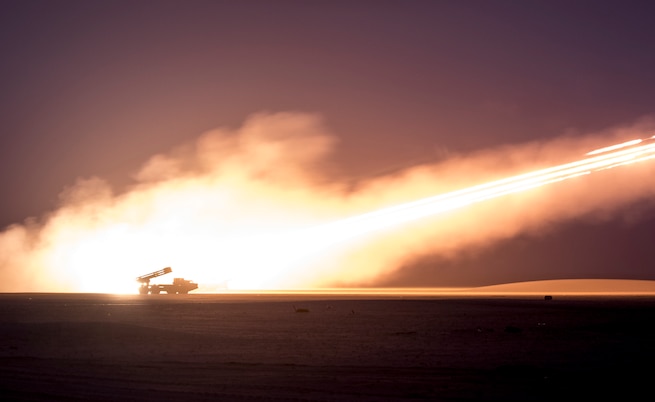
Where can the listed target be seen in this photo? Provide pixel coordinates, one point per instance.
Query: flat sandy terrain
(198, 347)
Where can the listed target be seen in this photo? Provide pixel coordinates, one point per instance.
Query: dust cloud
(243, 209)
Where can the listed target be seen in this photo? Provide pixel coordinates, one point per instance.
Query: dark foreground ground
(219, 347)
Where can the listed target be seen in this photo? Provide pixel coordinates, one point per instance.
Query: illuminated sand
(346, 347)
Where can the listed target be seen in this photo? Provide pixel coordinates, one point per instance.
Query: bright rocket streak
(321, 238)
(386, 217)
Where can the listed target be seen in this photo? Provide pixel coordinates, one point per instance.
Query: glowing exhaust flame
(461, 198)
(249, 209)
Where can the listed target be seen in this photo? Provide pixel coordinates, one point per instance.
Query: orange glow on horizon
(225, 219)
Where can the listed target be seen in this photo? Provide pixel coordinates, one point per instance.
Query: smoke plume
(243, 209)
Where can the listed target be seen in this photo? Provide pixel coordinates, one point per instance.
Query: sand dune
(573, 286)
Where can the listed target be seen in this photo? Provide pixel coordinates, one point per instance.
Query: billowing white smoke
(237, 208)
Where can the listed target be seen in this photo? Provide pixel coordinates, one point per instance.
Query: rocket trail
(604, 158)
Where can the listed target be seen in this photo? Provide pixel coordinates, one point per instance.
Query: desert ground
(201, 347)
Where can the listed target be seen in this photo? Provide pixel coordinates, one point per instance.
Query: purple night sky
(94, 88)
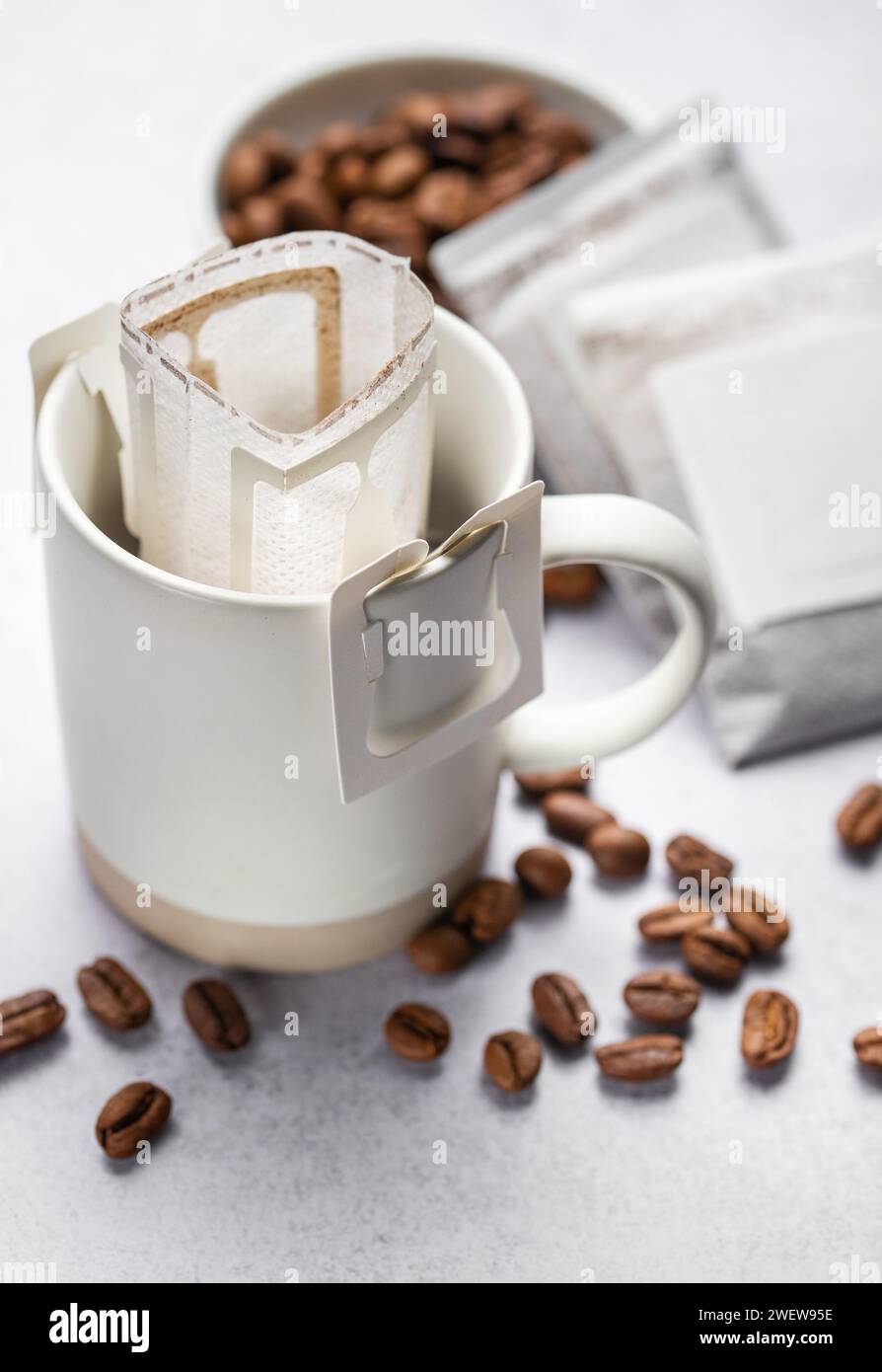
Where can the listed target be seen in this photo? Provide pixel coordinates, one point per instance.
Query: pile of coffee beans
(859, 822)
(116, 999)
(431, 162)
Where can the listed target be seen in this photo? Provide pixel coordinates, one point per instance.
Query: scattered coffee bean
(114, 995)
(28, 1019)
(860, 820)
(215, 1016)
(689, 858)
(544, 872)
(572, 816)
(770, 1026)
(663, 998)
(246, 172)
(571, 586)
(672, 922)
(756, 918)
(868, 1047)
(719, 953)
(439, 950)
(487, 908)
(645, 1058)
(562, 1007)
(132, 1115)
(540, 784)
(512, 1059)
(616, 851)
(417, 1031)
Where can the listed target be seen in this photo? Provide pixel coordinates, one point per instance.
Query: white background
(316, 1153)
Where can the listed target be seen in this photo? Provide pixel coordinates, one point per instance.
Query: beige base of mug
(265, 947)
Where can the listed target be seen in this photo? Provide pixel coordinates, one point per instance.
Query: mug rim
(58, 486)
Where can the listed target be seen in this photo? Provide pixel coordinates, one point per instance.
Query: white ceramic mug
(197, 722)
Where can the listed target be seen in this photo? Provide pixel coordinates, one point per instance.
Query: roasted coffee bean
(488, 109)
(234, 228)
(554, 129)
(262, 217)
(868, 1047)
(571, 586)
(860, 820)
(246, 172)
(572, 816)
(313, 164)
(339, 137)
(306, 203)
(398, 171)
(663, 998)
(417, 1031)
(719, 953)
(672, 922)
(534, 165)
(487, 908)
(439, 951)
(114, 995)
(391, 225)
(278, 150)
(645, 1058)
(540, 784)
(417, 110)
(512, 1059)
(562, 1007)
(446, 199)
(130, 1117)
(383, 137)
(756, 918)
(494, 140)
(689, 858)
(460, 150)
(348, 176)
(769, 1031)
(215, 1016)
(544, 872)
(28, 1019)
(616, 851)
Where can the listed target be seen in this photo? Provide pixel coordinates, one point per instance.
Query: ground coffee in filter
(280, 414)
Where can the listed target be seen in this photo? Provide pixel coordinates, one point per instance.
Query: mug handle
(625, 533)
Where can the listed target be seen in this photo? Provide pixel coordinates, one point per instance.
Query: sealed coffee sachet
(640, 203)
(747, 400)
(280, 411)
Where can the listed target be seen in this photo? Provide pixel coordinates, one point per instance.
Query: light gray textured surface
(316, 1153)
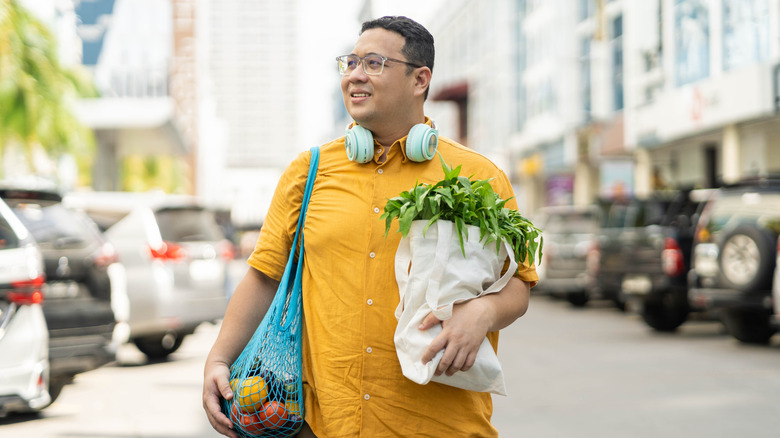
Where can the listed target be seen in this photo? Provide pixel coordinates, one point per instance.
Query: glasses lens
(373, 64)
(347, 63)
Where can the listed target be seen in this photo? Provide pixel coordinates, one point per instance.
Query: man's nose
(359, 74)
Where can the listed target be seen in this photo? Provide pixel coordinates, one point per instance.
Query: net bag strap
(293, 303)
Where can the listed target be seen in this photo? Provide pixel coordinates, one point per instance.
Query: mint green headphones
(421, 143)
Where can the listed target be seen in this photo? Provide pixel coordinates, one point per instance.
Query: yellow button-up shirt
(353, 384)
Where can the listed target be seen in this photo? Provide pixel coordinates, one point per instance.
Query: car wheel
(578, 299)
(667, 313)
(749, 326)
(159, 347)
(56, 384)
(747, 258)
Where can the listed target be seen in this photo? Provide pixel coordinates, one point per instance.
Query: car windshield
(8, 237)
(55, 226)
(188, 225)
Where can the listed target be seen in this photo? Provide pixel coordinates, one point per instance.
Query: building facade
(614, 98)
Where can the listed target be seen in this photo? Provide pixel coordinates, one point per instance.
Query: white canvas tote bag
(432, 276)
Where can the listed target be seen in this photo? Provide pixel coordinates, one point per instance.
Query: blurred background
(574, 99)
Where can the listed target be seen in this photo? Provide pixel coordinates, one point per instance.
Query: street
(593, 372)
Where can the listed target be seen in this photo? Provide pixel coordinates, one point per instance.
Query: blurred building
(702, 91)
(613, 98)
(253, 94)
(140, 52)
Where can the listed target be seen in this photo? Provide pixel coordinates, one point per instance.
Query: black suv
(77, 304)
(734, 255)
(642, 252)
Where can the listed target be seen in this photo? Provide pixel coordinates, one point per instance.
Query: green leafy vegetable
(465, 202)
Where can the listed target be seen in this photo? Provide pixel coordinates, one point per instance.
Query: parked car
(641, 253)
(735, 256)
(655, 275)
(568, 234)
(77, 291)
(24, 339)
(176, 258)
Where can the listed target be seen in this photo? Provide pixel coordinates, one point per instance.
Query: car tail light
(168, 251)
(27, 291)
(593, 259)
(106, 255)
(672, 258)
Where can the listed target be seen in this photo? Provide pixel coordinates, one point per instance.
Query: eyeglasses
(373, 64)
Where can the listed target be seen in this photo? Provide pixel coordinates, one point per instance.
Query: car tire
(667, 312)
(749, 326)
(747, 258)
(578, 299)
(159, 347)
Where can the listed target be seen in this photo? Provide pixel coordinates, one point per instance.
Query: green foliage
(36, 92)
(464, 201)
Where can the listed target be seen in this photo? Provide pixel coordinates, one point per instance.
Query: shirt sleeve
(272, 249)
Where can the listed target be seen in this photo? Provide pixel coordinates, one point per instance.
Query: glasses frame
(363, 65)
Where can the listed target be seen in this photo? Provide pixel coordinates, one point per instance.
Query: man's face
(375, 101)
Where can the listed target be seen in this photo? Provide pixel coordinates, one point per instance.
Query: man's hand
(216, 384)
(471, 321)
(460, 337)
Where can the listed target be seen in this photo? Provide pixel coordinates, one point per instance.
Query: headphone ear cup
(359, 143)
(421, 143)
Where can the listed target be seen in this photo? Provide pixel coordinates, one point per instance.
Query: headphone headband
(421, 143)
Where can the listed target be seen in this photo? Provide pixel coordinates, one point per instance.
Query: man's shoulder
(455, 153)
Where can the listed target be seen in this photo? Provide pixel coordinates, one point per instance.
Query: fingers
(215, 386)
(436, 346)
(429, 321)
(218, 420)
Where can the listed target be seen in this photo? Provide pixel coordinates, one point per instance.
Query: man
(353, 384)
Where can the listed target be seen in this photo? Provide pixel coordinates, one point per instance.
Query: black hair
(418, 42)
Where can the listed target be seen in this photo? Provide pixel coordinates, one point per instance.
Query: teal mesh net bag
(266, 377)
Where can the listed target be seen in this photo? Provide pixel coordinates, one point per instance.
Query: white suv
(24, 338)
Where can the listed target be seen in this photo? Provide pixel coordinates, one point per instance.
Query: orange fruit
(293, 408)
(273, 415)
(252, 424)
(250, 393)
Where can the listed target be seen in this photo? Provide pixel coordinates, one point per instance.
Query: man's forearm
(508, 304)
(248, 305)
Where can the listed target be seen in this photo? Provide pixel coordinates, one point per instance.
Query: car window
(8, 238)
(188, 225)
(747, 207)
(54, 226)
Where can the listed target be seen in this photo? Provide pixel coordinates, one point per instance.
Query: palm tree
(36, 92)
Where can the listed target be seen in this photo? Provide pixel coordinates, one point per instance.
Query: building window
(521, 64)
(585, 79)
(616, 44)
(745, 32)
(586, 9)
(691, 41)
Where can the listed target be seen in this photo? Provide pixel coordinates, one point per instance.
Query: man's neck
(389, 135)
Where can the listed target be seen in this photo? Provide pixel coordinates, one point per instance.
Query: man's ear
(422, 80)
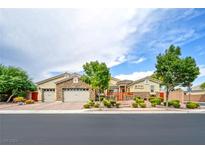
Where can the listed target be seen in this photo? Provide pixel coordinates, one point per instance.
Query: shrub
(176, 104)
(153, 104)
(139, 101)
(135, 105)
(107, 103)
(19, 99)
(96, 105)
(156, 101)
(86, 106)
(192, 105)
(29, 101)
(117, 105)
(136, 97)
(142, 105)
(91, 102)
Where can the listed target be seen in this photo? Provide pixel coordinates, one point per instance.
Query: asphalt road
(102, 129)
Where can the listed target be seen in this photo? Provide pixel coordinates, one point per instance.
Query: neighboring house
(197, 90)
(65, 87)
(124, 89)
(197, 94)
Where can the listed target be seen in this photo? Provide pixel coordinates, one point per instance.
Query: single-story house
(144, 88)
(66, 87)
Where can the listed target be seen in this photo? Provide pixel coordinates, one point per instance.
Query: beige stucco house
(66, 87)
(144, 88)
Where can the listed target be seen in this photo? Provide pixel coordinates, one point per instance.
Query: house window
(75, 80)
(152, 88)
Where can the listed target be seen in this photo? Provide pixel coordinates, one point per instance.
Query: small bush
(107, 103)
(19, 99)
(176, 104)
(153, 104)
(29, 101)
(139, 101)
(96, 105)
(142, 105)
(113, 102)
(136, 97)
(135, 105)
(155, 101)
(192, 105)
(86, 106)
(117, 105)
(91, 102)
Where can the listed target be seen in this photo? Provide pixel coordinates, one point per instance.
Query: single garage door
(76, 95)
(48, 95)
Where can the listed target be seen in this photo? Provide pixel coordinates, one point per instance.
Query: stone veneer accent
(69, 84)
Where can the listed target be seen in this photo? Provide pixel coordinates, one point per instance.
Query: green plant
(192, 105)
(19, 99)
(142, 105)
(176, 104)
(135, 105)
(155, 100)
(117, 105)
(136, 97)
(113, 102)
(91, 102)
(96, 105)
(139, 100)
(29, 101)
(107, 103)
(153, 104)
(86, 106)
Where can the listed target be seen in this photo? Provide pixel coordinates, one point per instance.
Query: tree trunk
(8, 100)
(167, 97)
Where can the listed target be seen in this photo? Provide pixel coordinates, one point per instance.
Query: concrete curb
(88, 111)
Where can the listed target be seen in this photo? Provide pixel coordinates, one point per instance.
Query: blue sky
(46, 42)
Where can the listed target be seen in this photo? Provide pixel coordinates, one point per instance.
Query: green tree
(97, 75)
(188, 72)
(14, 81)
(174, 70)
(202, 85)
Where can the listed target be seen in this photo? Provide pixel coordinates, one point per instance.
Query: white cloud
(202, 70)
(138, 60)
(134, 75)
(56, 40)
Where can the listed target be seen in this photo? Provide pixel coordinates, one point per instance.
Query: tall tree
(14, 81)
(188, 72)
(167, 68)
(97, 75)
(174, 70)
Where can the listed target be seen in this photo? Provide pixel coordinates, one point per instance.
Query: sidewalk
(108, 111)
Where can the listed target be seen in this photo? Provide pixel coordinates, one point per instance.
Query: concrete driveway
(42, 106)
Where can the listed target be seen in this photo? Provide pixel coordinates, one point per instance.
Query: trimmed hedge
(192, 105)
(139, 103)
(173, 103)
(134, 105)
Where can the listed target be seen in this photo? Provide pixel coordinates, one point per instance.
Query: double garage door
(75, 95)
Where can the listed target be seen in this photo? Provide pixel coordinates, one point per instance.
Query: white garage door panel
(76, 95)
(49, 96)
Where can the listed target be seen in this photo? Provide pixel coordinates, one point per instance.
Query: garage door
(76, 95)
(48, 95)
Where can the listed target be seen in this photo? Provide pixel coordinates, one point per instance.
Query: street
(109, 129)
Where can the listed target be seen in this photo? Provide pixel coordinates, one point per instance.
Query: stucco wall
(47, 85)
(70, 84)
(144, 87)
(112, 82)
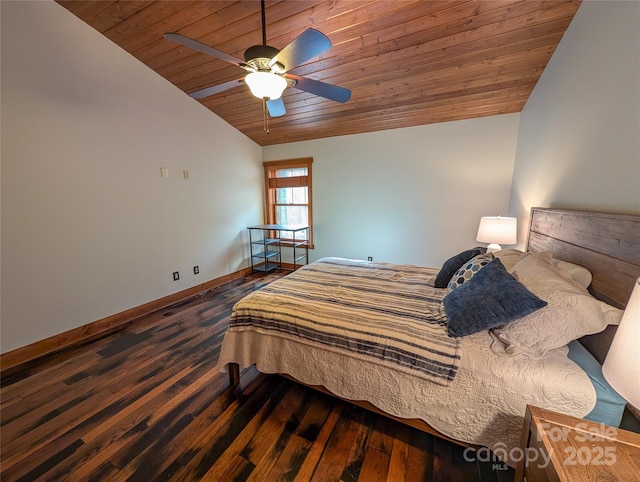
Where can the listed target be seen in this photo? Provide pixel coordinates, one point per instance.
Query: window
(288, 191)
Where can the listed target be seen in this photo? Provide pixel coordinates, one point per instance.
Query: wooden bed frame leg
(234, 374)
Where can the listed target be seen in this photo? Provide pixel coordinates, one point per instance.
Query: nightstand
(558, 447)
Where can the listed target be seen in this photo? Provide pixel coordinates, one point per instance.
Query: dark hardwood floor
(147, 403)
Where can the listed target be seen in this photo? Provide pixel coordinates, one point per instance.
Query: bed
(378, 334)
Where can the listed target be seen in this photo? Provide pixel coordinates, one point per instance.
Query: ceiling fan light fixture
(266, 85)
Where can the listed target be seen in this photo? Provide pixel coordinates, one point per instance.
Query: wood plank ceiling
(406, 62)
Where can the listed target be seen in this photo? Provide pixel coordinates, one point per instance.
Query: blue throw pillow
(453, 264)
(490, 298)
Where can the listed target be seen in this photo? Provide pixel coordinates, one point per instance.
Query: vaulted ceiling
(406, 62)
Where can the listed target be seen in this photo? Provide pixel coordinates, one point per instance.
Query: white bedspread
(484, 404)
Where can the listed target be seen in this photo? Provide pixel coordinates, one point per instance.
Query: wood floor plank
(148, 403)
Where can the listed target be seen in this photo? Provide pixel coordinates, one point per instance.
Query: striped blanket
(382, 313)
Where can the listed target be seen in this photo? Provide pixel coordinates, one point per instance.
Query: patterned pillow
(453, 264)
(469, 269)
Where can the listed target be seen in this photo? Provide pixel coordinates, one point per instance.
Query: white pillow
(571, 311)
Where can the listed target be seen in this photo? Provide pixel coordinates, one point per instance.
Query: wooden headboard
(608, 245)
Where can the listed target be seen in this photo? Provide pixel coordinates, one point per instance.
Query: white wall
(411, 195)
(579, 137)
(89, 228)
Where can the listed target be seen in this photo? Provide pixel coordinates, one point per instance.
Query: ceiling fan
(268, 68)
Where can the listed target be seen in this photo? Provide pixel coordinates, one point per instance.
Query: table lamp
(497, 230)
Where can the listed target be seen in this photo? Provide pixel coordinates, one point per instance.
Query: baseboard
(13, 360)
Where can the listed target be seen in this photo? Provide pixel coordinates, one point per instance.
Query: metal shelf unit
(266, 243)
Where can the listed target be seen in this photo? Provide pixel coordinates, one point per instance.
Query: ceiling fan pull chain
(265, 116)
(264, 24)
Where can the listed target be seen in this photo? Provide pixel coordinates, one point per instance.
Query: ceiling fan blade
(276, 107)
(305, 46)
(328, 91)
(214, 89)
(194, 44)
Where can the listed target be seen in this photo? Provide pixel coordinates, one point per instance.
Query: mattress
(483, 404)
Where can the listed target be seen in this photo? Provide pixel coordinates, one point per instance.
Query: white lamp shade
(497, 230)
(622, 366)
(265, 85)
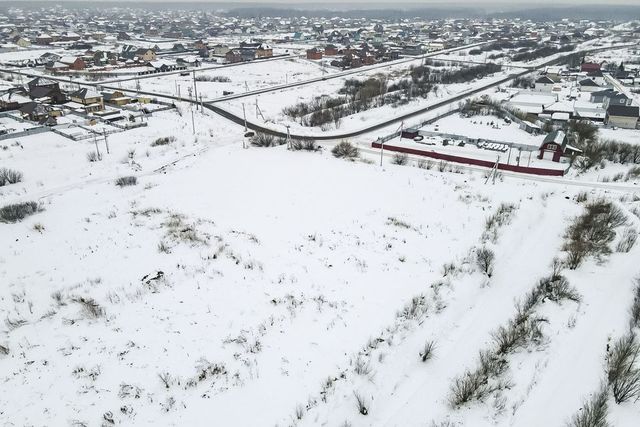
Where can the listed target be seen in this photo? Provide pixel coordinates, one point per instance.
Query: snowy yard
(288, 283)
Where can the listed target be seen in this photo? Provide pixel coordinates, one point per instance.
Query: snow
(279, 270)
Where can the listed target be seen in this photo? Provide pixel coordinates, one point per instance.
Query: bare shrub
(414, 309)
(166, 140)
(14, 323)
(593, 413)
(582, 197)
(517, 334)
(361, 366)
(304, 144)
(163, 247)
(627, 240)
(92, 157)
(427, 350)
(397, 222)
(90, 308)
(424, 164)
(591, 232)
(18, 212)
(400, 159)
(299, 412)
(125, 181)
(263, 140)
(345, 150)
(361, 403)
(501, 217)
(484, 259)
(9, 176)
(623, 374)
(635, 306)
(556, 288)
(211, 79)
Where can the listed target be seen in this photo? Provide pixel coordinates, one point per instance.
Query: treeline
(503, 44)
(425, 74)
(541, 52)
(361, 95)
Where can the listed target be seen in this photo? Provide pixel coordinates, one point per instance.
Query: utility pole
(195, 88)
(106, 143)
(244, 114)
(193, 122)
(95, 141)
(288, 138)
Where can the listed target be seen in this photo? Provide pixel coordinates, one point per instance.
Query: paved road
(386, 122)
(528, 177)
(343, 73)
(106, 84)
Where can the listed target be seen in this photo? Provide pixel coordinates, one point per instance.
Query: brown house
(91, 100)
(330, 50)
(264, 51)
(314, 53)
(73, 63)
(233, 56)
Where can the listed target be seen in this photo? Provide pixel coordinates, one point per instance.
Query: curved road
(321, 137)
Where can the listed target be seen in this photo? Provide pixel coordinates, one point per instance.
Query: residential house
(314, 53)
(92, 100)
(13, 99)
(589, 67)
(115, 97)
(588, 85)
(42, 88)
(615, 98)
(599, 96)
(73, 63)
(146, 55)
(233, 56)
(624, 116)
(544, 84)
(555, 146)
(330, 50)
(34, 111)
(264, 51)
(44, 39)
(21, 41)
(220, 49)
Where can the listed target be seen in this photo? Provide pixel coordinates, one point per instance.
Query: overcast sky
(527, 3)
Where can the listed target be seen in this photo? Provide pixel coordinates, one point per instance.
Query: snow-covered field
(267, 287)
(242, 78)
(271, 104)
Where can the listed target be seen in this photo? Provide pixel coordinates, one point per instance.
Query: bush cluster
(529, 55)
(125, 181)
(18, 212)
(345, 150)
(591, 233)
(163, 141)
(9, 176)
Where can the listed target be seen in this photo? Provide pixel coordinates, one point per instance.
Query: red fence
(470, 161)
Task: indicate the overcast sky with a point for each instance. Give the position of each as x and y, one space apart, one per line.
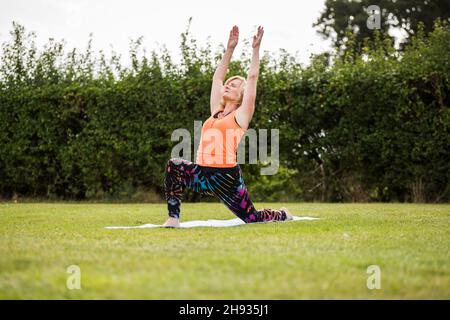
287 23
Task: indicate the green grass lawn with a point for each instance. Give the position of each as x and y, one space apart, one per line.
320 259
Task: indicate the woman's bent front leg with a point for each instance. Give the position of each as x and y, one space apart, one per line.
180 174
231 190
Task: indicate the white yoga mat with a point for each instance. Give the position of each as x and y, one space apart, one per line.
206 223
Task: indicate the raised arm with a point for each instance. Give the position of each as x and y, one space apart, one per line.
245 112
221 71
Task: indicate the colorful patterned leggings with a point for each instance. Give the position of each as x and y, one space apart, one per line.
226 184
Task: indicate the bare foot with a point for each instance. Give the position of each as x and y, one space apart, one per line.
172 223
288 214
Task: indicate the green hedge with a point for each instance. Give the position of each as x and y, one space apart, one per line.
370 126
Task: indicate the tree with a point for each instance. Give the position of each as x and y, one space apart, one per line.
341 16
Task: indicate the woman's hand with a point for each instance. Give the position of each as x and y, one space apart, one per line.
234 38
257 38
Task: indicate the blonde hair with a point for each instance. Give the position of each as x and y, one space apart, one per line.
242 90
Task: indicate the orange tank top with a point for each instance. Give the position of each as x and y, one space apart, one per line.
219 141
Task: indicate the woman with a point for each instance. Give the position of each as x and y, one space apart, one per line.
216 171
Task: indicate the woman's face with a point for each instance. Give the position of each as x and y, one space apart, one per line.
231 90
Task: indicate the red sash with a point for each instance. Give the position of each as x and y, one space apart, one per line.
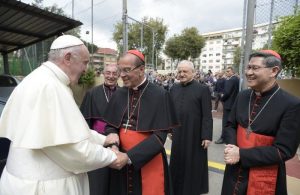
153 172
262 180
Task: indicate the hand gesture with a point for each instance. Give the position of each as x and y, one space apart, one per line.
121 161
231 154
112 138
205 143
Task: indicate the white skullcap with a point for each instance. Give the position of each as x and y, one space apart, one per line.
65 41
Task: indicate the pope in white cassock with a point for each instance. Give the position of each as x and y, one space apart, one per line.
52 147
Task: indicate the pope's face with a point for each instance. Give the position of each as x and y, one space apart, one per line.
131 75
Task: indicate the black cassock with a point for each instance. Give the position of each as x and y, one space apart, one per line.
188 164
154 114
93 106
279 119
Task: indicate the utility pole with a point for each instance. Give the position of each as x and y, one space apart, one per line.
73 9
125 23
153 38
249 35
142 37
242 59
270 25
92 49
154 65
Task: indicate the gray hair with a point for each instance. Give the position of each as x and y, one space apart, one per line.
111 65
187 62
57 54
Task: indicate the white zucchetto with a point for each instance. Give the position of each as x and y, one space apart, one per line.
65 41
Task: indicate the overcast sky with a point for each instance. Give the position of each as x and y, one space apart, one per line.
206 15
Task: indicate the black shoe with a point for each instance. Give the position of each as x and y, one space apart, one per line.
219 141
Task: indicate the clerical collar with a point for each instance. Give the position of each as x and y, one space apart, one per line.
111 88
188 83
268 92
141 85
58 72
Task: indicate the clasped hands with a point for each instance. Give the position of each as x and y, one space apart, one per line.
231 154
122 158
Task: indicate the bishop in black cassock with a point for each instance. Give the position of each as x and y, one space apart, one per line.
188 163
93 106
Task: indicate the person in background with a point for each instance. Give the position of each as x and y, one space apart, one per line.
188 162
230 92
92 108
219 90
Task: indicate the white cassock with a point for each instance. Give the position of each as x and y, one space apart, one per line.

Short exercise> Write out exactly the lines of the entries above that run from the line containing "Task: indicate the clerical" through the last line, including both.

Solution>
Task: indicate the clerical collar with a point for each instance. Give the position of each as x and y, one space apart, one per line.
111 88
188 83
268 92
141 85
58 72
Task: indicate the clasped hands with a point for each instance. Give the position of each as x and y, one space apart, one per line.
231 154
122 158
Task: indicate the bishop in black cassock with a point for each instance. Give the position of each as x and y, one space apart, one per line.
188 163
93 106
Task: indicate the person in background with a point for each instance. Give the position of each as x and y, one space apart, one per line.
188 162
230 92
92 108
219 90
Task: indicate the white cassock with a point for each instance. Give the position of each as x and y, one space apart, one per line.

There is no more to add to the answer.